§ EXTRACT TO READ
··········

Looks like a pattern.


The 70-year-old Hoffman says that’s not the case.


“I’m just taking what’s being sent my way, like any actor,” says Hoffman during an interview at the Beverly Wilshire Hotel.


For a man who has won two Oscars, Hoffman’s unassuming. At times he is his own toughest critic. When he speaks, he talks in a tone just low enough to require listeners to pay close attention or they will miss what he has to say.


“I guess the truth of it is that someone my age, unless you develop the part yourself, you’ve reached the point where you’re not going to get the leading roles because the leading roles are written for people in their teens, 20s, 30s, 40s,” Hoffman says. “Then, after your 50s, 60s, you start to become the supporting actor, generally speaking, unless you’re Sean Connery or some kind of signature action person maybe like Harrison Ford, and I’m none of those people.”


Granted, he’s no Connery. Who is? But Hoffman has two Oscar wins out of seven nominations. That’s twice Connery’s Oscar wins and seven times Ford’s nominations. And Hoffman has appeared in some of the top movies - with audiences, critics and at the box office - ever made: “Midnight Cowboy,” “The Graduate,” “Kramer vs. Kramer” and “Rain Man.” (Sure, he was in “Ishtar,” one of the biggest bombs ever, but everyone is allowed one monumental mistake.)


And now Hoffman has a first-rate animated film to his credit. Hoffman provides the voice of Shifu, a martial arts master who trains a slacker panda (voiced by Jack Black) to be the savior of a country. Angelina Jolie, Lucy Liu and Ian McShane also provide voices.

··········

Stored items:
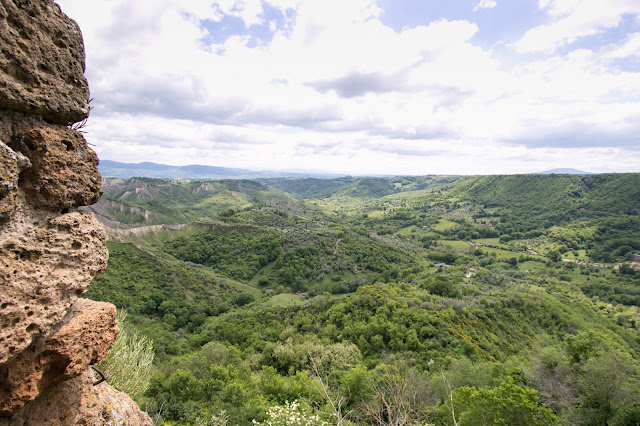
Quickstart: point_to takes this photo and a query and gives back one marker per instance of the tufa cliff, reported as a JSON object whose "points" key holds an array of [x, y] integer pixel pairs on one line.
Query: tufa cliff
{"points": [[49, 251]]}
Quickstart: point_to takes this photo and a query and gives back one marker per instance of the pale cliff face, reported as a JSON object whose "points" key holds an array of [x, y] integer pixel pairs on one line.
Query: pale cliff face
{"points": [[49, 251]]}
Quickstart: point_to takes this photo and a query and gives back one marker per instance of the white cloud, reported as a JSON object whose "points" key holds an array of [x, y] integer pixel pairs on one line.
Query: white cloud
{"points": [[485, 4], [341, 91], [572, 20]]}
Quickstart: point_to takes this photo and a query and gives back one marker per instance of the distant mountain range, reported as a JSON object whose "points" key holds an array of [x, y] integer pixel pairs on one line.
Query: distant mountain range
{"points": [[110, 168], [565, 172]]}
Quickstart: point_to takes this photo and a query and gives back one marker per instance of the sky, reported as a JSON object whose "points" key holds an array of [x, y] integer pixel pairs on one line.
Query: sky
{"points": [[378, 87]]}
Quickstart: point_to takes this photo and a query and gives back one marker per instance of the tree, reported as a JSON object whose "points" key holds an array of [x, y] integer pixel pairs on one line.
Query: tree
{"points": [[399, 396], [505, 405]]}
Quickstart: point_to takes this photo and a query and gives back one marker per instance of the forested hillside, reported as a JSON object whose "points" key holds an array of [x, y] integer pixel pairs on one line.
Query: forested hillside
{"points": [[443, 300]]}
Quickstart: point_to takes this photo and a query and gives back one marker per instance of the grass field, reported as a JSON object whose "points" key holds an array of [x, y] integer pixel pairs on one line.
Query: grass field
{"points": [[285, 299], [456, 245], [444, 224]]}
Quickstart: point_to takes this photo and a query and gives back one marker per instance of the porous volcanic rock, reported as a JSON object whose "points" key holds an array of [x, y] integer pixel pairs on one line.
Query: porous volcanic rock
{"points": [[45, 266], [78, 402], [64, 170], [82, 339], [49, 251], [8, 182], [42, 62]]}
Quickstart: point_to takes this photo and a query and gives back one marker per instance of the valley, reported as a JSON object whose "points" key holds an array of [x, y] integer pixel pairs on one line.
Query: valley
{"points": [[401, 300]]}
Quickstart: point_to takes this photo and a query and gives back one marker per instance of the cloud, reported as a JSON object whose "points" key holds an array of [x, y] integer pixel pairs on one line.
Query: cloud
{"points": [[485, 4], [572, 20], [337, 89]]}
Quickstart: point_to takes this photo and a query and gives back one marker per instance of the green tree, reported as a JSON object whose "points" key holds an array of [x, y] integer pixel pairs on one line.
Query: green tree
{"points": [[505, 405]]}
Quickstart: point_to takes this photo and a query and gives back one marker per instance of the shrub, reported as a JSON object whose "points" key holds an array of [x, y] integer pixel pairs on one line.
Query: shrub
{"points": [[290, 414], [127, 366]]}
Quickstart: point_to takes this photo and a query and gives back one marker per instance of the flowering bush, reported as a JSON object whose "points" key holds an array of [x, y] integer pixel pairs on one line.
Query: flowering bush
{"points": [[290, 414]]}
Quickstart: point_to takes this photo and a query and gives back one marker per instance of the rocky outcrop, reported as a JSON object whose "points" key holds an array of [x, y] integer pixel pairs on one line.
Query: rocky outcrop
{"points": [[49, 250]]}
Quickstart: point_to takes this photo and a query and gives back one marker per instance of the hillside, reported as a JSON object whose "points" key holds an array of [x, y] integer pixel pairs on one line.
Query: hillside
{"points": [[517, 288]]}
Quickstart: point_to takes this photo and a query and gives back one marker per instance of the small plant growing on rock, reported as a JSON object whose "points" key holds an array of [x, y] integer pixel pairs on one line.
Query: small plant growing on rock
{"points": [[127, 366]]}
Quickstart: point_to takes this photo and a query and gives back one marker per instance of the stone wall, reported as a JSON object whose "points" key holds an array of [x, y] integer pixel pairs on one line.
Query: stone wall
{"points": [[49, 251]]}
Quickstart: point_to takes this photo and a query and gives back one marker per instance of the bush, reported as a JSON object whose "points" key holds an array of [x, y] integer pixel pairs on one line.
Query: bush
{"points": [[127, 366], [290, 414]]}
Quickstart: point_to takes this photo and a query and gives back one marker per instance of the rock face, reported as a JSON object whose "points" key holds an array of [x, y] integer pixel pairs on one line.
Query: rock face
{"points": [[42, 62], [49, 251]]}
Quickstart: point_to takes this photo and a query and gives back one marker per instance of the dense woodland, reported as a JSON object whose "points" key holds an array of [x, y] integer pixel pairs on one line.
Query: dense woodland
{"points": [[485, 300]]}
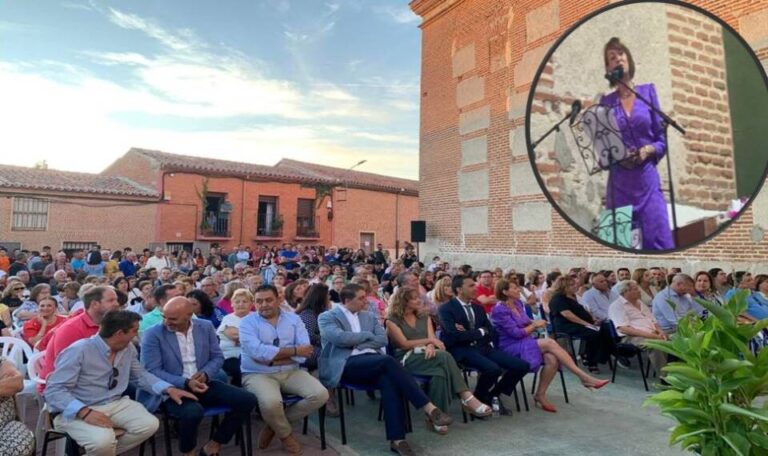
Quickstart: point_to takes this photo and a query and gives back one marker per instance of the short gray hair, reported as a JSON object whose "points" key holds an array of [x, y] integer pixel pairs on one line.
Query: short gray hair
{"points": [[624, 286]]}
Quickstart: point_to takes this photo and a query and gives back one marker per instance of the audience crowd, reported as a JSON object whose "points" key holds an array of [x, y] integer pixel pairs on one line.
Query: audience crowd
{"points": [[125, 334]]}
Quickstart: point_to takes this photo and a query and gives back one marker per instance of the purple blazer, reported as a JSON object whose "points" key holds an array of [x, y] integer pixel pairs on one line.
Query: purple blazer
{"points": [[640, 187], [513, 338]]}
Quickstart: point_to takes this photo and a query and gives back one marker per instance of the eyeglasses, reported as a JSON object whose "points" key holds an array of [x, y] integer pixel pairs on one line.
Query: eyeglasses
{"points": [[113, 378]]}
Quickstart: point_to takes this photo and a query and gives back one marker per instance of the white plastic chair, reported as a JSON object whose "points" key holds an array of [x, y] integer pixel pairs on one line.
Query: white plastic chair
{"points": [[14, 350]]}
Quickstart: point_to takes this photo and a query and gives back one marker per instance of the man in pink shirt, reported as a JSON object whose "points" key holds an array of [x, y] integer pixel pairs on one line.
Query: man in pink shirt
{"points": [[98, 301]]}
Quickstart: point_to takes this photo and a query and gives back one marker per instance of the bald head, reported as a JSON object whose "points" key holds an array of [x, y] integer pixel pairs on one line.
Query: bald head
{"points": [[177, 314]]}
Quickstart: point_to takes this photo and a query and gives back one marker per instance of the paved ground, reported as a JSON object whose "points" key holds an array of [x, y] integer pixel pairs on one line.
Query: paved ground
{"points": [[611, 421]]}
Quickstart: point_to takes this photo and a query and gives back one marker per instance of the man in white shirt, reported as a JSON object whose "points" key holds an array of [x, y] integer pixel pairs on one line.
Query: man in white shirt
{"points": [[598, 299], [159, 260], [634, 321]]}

··········

§ GOAL 1
According to the Hoffman interview excerpt, how many Oscar nominations has Hoffman received?
§ GOAL 2
Render this sentence from the Hoffman interview excerpt in Spanish: "For a man who has won two Oscars, Hoffman's unassuming."
§ GOAL 3
Rewrite the section of the Hoffman interview excerpt that begins with "Granted, he’s no" and ends with "one monumental mistake.)", swapping "Connery" for "Eastwood".
None of the entries is needed here.

§ WORKED SOLUTION 1
Seven.

§ WORKED SOLUTION 2
Para ser un hombre que ha ganado dos Óscar, Hoffman es modesto.

§ WORKED SOLUTION 3
Granted, he’s no Eastwood. Who is? But Hoffman has two Oscar wins out of seven nominations. That’s twice Eastwood’s Oscar wins and seven times Ford’s nominations. And Hoffman has appeared in some of the top movies - with audiences, critics and at the box office - ever made: “Midnight Cowboy,” “The Graduate,” “Kramer vs. Kramer” and “Rain Man.” (Sure, he was in “Ishtar,” one of the biggest bombs ever, but everyone is allowed one monumental mistake.)